## Prompt
Transcribe the Digital Media Project page below word for word, from "With the advent" to "of that work.".

#### Text segment

The Digital Media Project |
|||
Source |
L. Chiariglione |
Date |
2008/08/08 |
Title |
The WIM TV trial at Beijing Olympics |
No. |
1170/WIM TV |
The WIM TV trial at Beijing Olympics
Ever heard of copyright, copyright exception, public domain, digital media, digital rights management, creative commons, long tail, user generated content etc.? If the answer is yes and you are lost in this soup of words, this page should shed some light.
With the advent of compression technologies such as MP3 and MP4 and ubiquitous access to digital networks, consumers find the content they want and consume it the time they want, the place they want, on the device they want, but…
Most of the content consumers want is copyrighted. Copyright is a monopoly right given by the state to the creator of a literary or artistic work, subject to some “copyright exceptions” called in some countries “fair use”. If you encounter the symbol © followed by a year (e.g. 1988), possibly the name of a place and the wording “All rights reserved” it means that someone holds the “right to copy”, i.e. to commercially exploit that particular work. A work may also be copyrighted even if this wording is not present because the very act to create a literary or artistic work gives the creator the copyright of that work.
A work with no copyright is in the public domain. This is the case for very old works. Anybody can do anything for works in the public domain.

########
#### Available data

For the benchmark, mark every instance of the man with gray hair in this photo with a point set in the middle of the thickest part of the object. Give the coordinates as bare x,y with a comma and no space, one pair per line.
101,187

########

## Answer to the task
With the advent of compression technologies such as MP3 and MP4 and ubiquitous access to digital networks, consumers find the content they want and consume it the time they want, the place they want, on the device they want, but…
Most of the content consumers want is copyrighted. Copyright is a monopoly right given by the state to the creator of a literary or artistic work, subject to some “copyright exceptions” called in some countries “fair use”. If you encounter the symbol © followed by a year (e.g. 1988), possibly the name of a place and the wording “All rights reserved” it means that someone holds the “right to copy”, i.e. to commercially exploit that particular work. A work may also be copyrighted even if this wording is not present because the very act to create a literary or artistic work gives the creator the copyright of that work.